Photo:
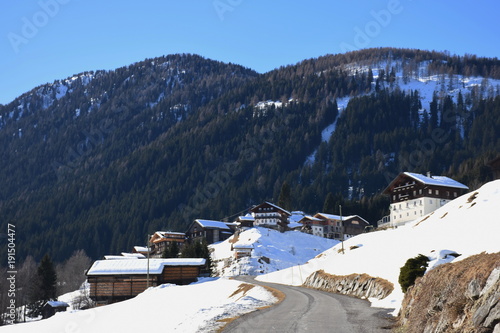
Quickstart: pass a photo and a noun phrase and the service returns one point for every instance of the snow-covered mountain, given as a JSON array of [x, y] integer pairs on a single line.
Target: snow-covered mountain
[[466, 226]]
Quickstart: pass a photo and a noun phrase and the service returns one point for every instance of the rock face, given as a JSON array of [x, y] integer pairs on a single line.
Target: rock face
[[456, 297], [357, 285]]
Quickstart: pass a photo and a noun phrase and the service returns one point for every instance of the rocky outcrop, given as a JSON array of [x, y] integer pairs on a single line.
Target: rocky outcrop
[[357, 285], [455, 297]]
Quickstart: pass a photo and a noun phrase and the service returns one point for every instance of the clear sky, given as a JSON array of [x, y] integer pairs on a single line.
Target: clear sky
[[45, 40]]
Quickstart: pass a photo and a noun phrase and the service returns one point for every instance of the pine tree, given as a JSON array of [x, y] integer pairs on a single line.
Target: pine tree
[[329, 205], [285, 198], [43, 287]]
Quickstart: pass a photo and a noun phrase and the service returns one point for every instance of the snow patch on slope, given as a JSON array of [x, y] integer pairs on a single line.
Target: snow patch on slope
[[272, 251], [465, 226]]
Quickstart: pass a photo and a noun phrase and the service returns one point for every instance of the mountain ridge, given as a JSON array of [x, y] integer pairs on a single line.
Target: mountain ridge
[[130, 166]]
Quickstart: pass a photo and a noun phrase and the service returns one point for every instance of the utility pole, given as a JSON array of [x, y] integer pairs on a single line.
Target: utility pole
[[342, 229], [147, 274]]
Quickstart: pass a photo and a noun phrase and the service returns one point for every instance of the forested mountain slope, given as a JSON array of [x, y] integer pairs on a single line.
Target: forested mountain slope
[[99, 160]]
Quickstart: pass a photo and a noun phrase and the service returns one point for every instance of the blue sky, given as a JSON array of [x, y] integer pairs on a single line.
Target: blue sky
[[45, 40]]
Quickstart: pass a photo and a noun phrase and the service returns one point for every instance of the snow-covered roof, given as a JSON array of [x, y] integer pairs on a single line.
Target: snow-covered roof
[[140, 249], [335, 217], [246, 218], [134, 266], [117, 257], [57, 304], [293, 225], [213, 224], [311, 218], [167, 233], [133, 255], [273, 205], [243, 246], [436, 180]]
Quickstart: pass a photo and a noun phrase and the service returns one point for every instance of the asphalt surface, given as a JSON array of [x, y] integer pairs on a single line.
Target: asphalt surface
[[309, 310]]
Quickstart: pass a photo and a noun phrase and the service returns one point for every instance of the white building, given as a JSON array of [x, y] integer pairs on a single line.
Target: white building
[[414, 195]]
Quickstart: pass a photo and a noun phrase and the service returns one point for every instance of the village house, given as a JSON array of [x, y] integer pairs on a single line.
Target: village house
[[50, 308], [242, 250], [271, 216], [161, 240], [211, 231], [245, 221], [307, 223], [495, 167], [336, 226], [117, 280], [414, 195]]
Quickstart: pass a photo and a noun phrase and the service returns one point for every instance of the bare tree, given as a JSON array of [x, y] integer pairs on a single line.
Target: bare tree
[[71, 274]]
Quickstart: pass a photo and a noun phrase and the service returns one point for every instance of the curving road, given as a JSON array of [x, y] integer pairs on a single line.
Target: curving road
[[309, 310]]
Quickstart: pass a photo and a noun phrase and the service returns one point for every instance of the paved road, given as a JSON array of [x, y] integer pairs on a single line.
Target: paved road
[[308, 310]]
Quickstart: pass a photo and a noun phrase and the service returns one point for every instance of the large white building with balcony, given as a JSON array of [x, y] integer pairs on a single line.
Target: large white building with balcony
[[415, 195]]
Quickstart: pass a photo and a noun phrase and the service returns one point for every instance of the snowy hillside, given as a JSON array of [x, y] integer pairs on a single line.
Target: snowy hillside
[[199, 307], [272, 251], [468, 225]]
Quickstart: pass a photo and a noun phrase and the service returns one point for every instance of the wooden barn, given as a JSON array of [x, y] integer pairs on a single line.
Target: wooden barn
[[50, 308], [117, 280]]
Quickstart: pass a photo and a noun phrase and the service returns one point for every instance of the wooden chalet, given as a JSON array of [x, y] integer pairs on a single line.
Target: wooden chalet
[[50, 308], [117, 280], [141, 250], [161, 240], [338, 227], [307, 222], [211, 231], [414, 195], [245, 221], [354, 225], [242, 250], [269, 215]]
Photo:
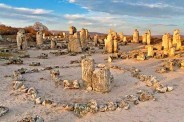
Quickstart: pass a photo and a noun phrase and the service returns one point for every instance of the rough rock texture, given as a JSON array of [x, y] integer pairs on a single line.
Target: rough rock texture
[[88, 67], [21, 40], [39, 38], [150, 51], [74, 44], [136, 36], [101, 81], [83, 38]]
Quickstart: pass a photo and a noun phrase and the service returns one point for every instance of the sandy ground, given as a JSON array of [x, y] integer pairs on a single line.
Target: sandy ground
[[168, 108]]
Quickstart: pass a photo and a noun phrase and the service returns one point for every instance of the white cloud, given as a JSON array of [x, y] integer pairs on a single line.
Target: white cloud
[[72, 1]]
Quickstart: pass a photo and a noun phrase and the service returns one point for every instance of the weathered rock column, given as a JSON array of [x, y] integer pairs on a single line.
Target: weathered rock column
[[88, 67], [121, 36], [109, 44], [53, 43], [74, 44], [96, 40], [115, 46], [101, 80], [172, 51], [21, 40], [150, 51], [149, 37], [144, 38], [39, 38], [125, 39]]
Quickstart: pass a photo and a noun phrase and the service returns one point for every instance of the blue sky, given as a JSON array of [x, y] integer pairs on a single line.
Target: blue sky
[[160, 16]]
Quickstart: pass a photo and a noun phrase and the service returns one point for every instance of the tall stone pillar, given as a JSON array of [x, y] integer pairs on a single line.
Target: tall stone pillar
[[88, 67], [39, 38]]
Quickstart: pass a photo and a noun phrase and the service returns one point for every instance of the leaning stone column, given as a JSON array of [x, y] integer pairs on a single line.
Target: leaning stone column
[[88, 67], [150, 51], [53, 44], [101, 80], [149, 37], [115, 46], [39, 38]]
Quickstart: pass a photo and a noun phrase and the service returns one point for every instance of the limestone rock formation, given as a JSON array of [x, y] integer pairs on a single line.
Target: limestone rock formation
[[88, 67], [150, 51], [39, 38], [74, 44], [83, 38], [136, 36], [53, 43], [121, 36], [111, 43], [101, 81], [21, 40]]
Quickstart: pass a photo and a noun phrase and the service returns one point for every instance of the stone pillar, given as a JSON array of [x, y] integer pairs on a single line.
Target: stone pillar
[[21, 40], [136, 36], [101, 80], [74, 44], [53, 43], [87, 34], [150, 51], [144, 38], [165, 41], [39, 38], [121, 36], [96, 40], [83, 38], [115, 46], [109, 44], [149, 37], [175, 36], [124, 39], [172, 52], [88, 67]]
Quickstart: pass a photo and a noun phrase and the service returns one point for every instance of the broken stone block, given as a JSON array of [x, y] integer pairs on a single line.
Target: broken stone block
[[14, 60], [150, 51], [38, 100], [93, 106], [35, 64], [123, 104], [69, 84], [136, 36], [39, 38], [3, 110], [54, 73], [145, 96], [47, 102], [111, 106], [32, 119], [17, 85], [101, 80], [103, 108], [81, 109], [88, 67]]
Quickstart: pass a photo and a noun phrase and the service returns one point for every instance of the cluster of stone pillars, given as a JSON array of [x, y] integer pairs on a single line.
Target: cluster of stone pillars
[[95, 79]]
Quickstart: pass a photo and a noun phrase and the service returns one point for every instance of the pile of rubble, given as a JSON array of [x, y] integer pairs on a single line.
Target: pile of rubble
[[81, 109], [32, 119], [3, 110], [14, 60], [151, 81], [43, 56], [170, 65]]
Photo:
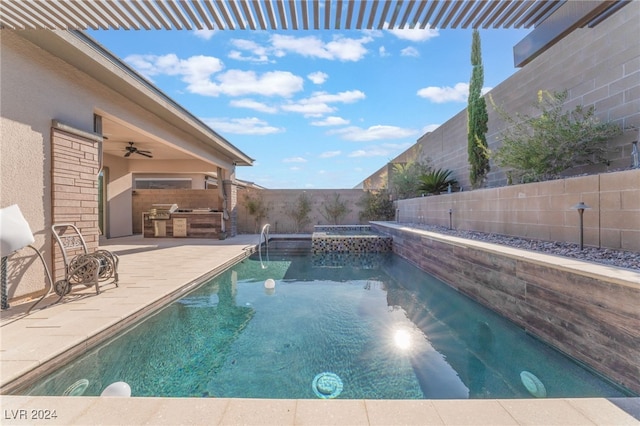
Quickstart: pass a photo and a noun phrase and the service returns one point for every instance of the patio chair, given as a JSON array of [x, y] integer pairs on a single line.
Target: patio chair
[[15, 234], [80, 266]]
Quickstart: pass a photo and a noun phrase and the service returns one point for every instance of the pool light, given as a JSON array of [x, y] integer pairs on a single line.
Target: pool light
[[402, 339], [117, 389]]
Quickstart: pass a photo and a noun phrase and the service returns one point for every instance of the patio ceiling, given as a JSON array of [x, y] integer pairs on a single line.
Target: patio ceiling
[[274, 14]]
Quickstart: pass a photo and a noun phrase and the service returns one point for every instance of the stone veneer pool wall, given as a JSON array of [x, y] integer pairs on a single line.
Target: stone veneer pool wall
[[589, 312], [348, 239]]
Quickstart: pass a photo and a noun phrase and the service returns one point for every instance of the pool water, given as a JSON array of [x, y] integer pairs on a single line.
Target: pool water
[[376, 325]]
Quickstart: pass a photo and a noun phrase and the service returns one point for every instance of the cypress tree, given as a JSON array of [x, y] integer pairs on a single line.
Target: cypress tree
[[478, 150]]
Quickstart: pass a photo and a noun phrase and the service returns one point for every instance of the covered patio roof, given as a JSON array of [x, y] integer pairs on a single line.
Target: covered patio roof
[[551, 19]]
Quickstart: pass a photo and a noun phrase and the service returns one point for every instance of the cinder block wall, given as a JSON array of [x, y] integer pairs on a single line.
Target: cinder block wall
[[542, 210], [143, 199], [592, 317], [277, 201]]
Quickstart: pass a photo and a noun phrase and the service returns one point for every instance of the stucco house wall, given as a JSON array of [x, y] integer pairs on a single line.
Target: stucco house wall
[[598, 66]]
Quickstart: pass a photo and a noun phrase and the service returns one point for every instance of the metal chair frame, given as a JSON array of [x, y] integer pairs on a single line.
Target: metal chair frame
[[88, 269]]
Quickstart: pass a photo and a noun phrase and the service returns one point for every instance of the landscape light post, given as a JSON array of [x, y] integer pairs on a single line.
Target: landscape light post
[[581, 207]]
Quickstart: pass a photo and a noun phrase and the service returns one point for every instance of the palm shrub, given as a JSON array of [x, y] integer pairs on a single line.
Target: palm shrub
[[436, 181], [405, 178], [299, 211], [256, 207]]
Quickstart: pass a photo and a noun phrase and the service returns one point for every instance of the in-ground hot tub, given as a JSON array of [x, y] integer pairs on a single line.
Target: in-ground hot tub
[[348, 239]]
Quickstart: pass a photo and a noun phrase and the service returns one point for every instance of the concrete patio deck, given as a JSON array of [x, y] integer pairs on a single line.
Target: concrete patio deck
[[153, 271]]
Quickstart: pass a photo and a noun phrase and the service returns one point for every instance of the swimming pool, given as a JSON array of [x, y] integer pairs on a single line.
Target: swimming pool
[[379, 326]]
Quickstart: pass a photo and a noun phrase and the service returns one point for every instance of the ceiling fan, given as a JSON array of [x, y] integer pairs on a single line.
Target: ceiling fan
[[133, 150]]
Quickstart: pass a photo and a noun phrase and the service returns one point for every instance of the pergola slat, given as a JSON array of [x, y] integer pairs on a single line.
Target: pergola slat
[[277, 14]]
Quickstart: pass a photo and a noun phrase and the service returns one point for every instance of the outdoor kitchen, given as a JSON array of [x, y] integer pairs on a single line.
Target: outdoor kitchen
[[168, 221], [178, 213]]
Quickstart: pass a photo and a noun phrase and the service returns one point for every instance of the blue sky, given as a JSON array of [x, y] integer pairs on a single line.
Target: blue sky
[[316, 109]]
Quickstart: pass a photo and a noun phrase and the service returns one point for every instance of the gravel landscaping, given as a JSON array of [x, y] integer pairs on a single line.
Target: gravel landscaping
[[617, 258]]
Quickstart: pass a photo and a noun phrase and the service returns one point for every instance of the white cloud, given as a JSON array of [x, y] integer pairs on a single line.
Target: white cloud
[[414, 34], [239, 83], [318, 77], [294, 160], [330, 121], [429, 128], [378, 132], [330, 154], [340, 48], [241, 126], [386, 150], [318, 103], [197, 71], [254, 105], [257, 53], [308, 109], [410, 51], [458, 93], [204, 34]]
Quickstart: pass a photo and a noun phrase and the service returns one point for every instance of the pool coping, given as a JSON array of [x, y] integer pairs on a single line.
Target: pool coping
[[111, 307]]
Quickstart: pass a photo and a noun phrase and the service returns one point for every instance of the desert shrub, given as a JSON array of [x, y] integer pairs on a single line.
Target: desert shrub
[[436, 181], [543, 146]]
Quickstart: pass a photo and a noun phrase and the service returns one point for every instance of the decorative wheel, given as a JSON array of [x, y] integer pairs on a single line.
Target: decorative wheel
[[106, 265], [83, 269], [62, 287]]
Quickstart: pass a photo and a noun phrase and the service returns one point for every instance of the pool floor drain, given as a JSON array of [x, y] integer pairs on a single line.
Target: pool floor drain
[[327, 385]]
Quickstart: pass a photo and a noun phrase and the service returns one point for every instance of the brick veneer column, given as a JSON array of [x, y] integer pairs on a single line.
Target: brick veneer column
[[74, 186], [231, 190]]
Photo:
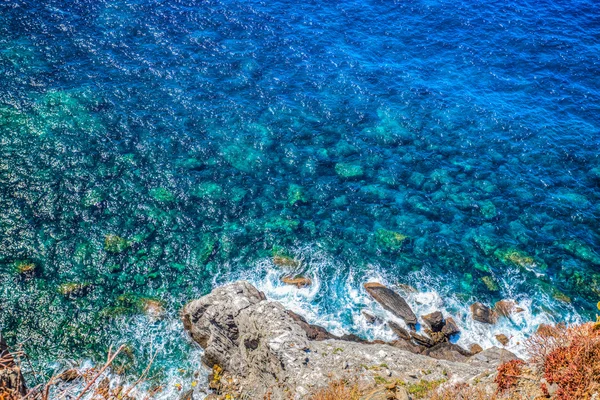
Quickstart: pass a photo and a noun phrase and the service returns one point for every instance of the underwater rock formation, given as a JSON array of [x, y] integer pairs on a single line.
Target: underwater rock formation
[[392, 302], [258, 348]]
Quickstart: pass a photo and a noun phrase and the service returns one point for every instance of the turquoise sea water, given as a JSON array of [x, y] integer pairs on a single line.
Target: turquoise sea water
[[155, 149]]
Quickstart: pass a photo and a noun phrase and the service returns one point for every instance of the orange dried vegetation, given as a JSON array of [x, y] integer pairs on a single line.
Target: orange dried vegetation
[[338, 390], [508, 375], [570, 357]]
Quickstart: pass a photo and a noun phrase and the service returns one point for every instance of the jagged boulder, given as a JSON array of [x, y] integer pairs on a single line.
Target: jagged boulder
[[483, 313], [12, 383], [392, 302], [435, 320], [450, 327], [258, 348]]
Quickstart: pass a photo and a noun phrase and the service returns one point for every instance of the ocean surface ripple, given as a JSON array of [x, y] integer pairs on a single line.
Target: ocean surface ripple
[[153, 149]]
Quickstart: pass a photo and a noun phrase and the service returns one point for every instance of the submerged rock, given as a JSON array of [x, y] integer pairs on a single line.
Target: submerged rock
[[450, 327], [296, 194], [390, 240], [400, 331], [475, 348], [483, 313], [502, 338], [581, 251], [115, 244], [347, 170], [392, 302], [506, 308], [72, 290], [490, 283], [371, 319], [26, 269], [285, 261], [299, 281], [11, 378], [520, 259], [435, 320]]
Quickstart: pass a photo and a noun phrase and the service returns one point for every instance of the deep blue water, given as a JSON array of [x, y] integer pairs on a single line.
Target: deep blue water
[[209, 136]]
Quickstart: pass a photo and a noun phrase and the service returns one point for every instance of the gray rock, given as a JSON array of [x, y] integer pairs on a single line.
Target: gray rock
[[435, 320], [483, 313], [11, 377], [392, 302], [263, 349], [450, 328], [371, 319], [398, 330]]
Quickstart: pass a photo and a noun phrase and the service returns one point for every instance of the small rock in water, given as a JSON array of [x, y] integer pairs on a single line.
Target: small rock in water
[[73, 290], [390, 240], [346, 170], [450, 328], [435, 320], [69, 375], [392, 302], [26, 269], [483, 313], [371, 319], [502, 338], [422, 339], [475, 348], [299, 281], [285, 261], [506, 308], [398, 330], [490, 283], [153, 308]]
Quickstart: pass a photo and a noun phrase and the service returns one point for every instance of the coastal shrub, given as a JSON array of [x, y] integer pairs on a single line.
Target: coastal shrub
[[570, 358], [508, 375], [461, 391], [338, 390]]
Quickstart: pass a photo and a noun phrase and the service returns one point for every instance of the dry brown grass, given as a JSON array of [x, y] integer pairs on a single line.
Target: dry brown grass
[[461, 391], [573, 361], [338, 390], [508, 375]]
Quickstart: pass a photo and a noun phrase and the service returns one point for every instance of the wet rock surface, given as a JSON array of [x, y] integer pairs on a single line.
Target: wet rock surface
[[256, 346], [392, 302], [12, 382]]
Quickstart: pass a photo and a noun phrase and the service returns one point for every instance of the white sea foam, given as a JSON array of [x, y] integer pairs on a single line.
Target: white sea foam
[[335, 301]]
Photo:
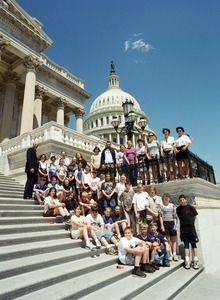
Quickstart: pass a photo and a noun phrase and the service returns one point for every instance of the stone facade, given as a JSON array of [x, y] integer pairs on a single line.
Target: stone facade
[[33, 89]]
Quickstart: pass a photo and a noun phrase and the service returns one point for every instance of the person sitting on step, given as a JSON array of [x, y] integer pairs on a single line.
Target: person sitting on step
[[133, 252], [80, 229], [53, 207], [103, 236]]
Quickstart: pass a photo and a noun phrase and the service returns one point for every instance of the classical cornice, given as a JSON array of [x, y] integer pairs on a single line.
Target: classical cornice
[[50, 73], [17, 20], [10, 77], [40, 92], [60, 103], [79, 112], [3, 43], [32, 63]]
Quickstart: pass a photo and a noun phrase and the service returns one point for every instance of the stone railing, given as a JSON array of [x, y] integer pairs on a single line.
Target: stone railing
[[51, 131], [62, 71]]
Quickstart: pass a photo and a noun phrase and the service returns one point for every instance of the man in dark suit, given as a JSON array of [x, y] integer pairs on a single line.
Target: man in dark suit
[[31, 169]]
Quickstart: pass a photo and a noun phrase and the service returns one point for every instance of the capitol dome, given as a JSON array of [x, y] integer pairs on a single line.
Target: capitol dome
[[114, 96], [107, 107]]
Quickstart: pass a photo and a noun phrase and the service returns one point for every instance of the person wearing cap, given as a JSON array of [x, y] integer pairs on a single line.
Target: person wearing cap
[[169, 222], [40, 190], [108, 160], [96, 159], [94, 185], [31, 169], [152, 147], [168, 154], [182, 144]]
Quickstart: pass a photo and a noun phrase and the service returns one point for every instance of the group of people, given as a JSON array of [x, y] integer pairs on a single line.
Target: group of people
[[141, 226], [156, 161]]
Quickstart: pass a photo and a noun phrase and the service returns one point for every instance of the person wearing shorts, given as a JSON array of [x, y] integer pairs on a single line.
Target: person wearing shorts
[[103, 236], [168, 221], [133, 252], [187, 214]]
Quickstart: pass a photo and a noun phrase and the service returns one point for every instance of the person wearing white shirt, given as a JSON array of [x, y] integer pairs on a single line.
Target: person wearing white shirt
[[168, 154], [182, 144]]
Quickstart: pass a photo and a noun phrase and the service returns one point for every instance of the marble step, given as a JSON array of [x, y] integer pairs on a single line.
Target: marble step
[[36, 247], [129, 287], [27, 220], [20, 213], [8, 206], [27, 228], [171, 285], [24, 284], [21, 238], [43, 261]]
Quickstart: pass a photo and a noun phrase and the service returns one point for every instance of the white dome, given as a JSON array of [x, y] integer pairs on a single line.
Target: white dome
[[107, 107], [114, 96]]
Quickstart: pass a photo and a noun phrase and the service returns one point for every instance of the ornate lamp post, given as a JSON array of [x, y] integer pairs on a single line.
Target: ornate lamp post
[[129, 128]]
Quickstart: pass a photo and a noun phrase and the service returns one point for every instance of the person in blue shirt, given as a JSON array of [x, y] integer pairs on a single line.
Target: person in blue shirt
[[40, 191], [160, 245], [109, 223]]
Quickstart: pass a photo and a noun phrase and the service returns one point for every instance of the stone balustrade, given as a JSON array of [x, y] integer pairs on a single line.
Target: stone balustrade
[[62, 71], [51, 131]]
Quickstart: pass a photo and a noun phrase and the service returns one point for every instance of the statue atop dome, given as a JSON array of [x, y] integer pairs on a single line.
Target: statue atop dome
[[112, 68]]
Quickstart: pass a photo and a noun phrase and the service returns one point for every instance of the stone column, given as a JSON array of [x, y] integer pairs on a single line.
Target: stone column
[[10, 78], [66, 120], [39, 93], [31, 64], [118, 138], [3, 45], [79, 119], [134, 140], [60, 104]]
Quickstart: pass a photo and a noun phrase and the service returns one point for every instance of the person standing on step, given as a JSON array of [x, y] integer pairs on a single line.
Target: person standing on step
[[187, 214], [133, 252], [168, 221], [182, 144], [31, 169]]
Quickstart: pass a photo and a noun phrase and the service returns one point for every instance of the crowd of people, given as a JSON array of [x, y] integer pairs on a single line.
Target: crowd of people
[[140, 227]]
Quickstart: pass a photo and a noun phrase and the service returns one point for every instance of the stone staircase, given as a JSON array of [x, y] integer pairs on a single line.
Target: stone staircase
[[38, 260]]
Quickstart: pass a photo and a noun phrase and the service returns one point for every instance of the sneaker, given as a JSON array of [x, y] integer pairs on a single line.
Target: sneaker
[[98, 244], [110, 251], [175, 258], [90, 246], [187, 264], [195, 265], [67, 220], [166, 264], [154, 265], [71, 233], [147, 268], [137, 272]]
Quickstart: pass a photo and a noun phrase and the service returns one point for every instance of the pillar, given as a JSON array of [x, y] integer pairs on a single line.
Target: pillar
[[118, 138], [39, 93], [79, 119], [3, 45], [10, 78], [29, 94], [60, 104]]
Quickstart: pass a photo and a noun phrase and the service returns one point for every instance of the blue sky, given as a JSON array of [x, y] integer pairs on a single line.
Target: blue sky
[[167, 54]]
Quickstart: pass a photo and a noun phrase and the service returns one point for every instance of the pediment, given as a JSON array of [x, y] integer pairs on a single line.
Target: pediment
[[13, 15]]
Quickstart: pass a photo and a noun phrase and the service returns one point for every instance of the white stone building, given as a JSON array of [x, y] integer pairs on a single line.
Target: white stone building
[[37, 96], [108, 106], [33, 89]]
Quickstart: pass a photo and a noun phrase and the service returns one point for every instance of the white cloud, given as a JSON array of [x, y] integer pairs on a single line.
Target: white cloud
[[137, 44]]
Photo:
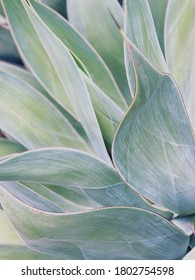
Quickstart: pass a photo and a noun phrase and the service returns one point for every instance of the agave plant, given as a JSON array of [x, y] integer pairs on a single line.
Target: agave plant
[[100, 151]]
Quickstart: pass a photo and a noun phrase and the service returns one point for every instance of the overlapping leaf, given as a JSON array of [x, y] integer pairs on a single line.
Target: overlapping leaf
[[103, 34], [154, 149], [56, 68], [98, 234], [180, 49], [31, 119], [83, 51], [8, 147]]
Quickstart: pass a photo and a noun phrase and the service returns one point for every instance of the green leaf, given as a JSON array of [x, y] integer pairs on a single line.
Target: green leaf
[[98, 22], [63, 167], [75, 181], [180, 49], [140, 29], [154, 148], [21, 74], [190, 255], [83, 51], [8, 147], [60, 73], [185, 223], [107, 112], [158, 9], [11, 246], [112, 233], [58, 5], [38, 123]]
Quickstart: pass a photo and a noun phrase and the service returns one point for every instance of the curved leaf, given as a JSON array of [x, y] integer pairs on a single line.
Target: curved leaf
[[60, 74], [154, 149], [38, 123], [112, 233], [140, 29], [158, 9], [96, 20], [94, 65], [8, 147], [180, 49]]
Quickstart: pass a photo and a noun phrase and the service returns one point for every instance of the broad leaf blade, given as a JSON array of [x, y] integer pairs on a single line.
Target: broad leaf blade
[[92, 62], [154, 149], [8, 147], [96, 20], [55, 67], [158, 9], [180, 49], [112, 233], [140, 29], [38, 123]]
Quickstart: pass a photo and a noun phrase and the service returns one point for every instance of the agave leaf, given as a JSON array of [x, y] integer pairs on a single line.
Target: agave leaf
[[8, 234], [28, 78], [140, 29], [75, 181], [74, 96], [11, 246], [8, 147], [180, 49], [83, 51], [22, 74], [107, 112], [98, 234], [38, 123], [158, 9], [103, 34], [190, 255], [185, 223], [58, 5], [154, 148]]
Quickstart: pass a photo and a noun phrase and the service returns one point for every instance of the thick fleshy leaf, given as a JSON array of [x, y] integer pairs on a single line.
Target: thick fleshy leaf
[[63, 167], [83, 51], [154, 149], [22, 74], [108, 113], [96, 20], [60, 69], [185, 223], [190, 255], [158, 9], [58, 5], [75, 181], [180, 49], [109, 233], [140, 29], [11, 246], [31, 119], [8, 147]]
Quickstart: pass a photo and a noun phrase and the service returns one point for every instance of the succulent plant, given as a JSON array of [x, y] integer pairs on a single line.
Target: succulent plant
[[99, 160]]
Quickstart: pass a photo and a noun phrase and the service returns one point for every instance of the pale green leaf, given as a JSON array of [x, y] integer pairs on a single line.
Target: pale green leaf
[[185, 223], [98, 22], [158, 9], [55, 57], [140, 29], [82, 50], [109, 233], [180, 49], [11, 246], [154, 149], [31, 119], [190, 255], [75, 181], [8, 147]]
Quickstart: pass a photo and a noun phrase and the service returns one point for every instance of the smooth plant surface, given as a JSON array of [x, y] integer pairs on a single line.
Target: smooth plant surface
[[97, 147]]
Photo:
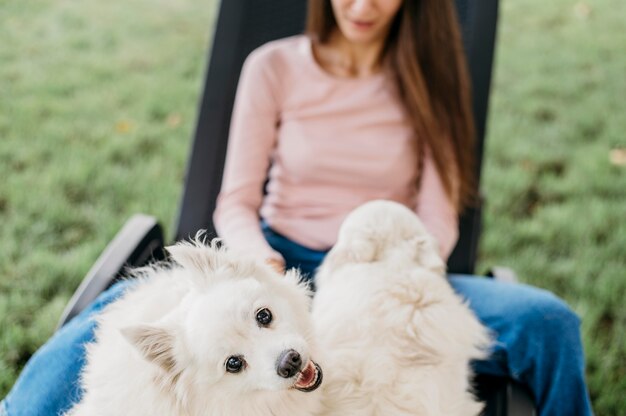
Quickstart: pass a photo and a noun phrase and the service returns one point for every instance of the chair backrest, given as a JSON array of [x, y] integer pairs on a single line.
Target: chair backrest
[[242, 26]]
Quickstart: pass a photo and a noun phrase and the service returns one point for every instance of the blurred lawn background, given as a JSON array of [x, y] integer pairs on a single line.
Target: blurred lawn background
[[98, 102]]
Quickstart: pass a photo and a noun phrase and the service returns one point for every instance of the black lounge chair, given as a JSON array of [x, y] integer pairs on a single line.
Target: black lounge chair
[[242, 26]]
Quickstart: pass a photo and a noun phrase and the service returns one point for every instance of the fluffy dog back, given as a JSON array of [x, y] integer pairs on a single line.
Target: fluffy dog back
[[201, 336], [399, 340]]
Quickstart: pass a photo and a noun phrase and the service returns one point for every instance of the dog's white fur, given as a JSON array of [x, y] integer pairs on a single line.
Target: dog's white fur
[[396, 338], [161, 348]]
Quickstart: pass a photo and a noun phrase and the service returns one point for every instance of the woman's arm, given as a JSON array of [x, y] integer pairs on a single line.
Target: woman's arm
[[436, 210], [250, 146]]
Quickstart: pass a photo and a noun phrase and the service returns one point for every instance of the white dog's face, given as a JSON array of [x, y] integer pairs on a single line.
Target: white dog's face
[[244, 329], [245, 337]]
######
§ THE PROBLEM:
Rewrite every line in the stretch from the line containing "of the submerged" through the line containing "283], [153, 308]]", item wording included, and shift each x and y coordinate in the answers by adding -81 to it.

§ RESULT FOR THIS EXERCISE:
Quickstart: pass a photo and a noun phrase and the service returns one point for every instance of the submerged rock, given as a JSON array of [x, y] integer pairs on a single line.
Target: submerged rock
[[369, 246], [215, 113], [309, 159], [319, 250], [394, 267], [402, 232], [421, 257], [500, 170], [34, 163], [266, 89], [311, 221], [425, 227], [-9, 209], [409, 202], [290, 238], [-55, 188], [204, 180], [218, 200], [-70, 297], [439, 178], [354, 239]]
Quickstart: pass a photo and a noun phrase and the service returns one point for every instance of the deep blue water, given as a JSON array of [x, y] integer pairs on a single line.
Target: deep blue water
[[128, 55]]
Quickstart: pass a photo and a noun phrase and the service returns one point for every instance of the gray rock, given as a JSON array of [x, y] integer pairs on a single line.
Target: gray rock
[[354, 239], [402, 232], [-70, 296], [311, 221], [182, 268], [369, 247], [290, 238], [317, 249]]
Quickstart: pass a photo and a noun phrase and the service returns one point for every instance of the small rock in water, given as a JSON array of [x, y] integer pairs on a single line.
Target: small rock in water
[[-8, 209], [309, 159], [265, 89], [369, 247], [354, 239], [-12, 294], [311, 221], [-55, 188], [402, 232], [290, 238], [421, 257], [341, 258], [394, 267], [218, 200], [204, 180], [425, 227], [317, 249], [409, 202], [72, 227]]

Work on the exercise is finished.